Supplied text

# Nature of the believer



## Infralap (Dec 8, 2004)

How many natures do we have as a believer? 1 or 2 and why?


----------



## turmeric (Dec 8, 2004)

One nature being renewed. We still have indwelling sin but it's not a separate personality. I believe this notion is an artifact of dispensationalism.


----------



## pastorway (Dec 9, 2004)

I would answer one new nature. We have taken off the old man and put on the new, we are a new creation in Christ.

We do still live in a fallen fleshly body, but the flesh is not our nature.

Phillip


----------



## turmeric (Dec 9, 2004)

so depravity is located in our bodies?


----------



## pastorway (Dec 10, 2004)

our flesh is not limited to the physical body - but the body is indeed fallen.

Are we still depraved after we are saved? Fallen? Yes. Sinners? Yes. But depraved? 

I thought we were regenerate and redeemed. Waiting for the completion of the work that has begun, the corruptible putting on incorruption.

Paul in Romans 7 and 8 refers not to being in the flesh but the flesh being in him!

Phillip


----------



## andreas (Dec 10, 2004)

We still have a sinful nature,the difference being that, prior to regeneration we were blind and could not see ,and after, we are given the eyes to see our sinful and corrupt nature.The more I walk in the light of God, the more plainly can I see the wiliness of the flesh within me, and there will be an ever-deepening abhorrence of what I am by nature.

Stated task 1
Reproduce the stretch of the thread on the nature of the believer from "## turmeric (Dec 8, 2004)" through "not our nature.".
Stated task 2
Revise the stretch of the records from the line containing "Please spot the orange" through the end of the records so that "metal" becomes "steel", with nothing else altered, and return only that stretch.
The forum thread and the records bear no relation to each other.

Records supplied
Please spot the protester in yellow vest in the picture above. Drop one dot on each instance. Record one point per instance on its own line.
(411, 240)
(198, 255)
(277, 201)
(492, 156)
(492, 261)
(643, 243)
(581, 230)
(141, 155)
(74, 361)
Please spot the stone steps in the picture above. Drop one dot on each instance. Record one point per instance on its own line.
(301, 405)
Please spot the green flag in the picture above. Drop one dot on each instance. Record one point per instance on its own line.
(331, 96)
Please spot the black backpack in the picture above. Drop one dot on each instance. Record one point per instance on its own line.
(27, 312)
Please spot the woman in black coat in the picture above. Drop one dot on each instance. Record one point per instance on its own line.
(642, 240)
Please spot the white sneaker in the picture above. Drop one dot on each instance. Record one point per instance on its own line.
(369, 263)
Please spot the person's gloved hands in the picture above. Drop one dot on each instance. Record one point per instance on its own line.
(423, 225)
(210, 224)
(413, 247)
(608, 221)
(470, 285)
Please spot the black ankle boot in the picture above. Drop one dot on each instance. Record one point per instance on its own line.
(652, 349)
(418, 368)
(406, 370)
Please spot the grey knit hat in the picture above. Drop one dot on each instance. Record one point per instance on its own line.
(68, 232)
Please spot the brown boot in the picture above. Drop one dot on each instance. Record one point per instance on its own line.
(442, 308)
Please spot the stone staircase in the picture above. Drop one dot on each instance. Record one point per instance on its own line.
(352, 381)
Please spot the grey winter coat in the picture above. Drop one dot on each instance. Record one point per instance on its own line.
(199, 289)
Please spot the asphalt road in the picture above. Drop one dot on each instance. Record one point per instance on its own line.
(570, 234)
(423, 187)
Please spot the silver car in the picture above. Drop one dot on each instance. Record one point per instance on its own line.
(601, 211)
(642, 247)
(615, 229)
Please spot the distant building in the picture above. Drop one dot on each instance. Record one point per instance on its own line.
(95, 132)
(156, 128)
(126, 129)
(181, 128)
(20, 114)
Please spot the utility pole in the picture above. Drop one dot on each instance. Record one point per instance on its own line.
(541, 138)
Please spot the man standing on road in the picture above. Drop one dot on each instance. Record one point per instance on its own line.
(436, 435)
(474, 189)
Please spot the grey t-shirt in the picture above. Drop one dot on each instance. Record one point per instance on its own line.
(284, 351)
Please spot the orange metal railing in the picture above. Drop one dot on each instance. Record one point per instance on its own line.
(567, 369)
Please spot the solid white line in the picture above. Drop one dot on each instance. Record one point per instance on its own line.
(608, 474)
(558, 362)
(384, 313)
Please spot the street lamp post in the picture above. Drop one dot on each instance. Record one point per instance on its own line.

Exercise answer 1
## turmeric (Dec 8, 2004)

One nature being renewed. We still have indwelling sin but it's not a separate personality. I believe this notion is an artifact of dispensationalism.


----------



## pastorway (Dec 9, 2004)

I would answer one new nature. We have taken off the old man and put on the new, we are a new creation in Christ.

We do still live in a fallen fleshly body, but the flesh is not our nature.

Exercise answer 2
Please spot the orange steel railing in the picture above. Drop one dot on each instance. Record one point per instance on its own line.
(567, 369)
Please spot the solid white line in the picture above. Drop one dot on each instance. Record one point per instance on its own line.
(608, 474)
(558, 362)
(384, 313)
Please spot the street lamp post in the picture above. Drop one dot on each instance. Record one point per instance on its own line.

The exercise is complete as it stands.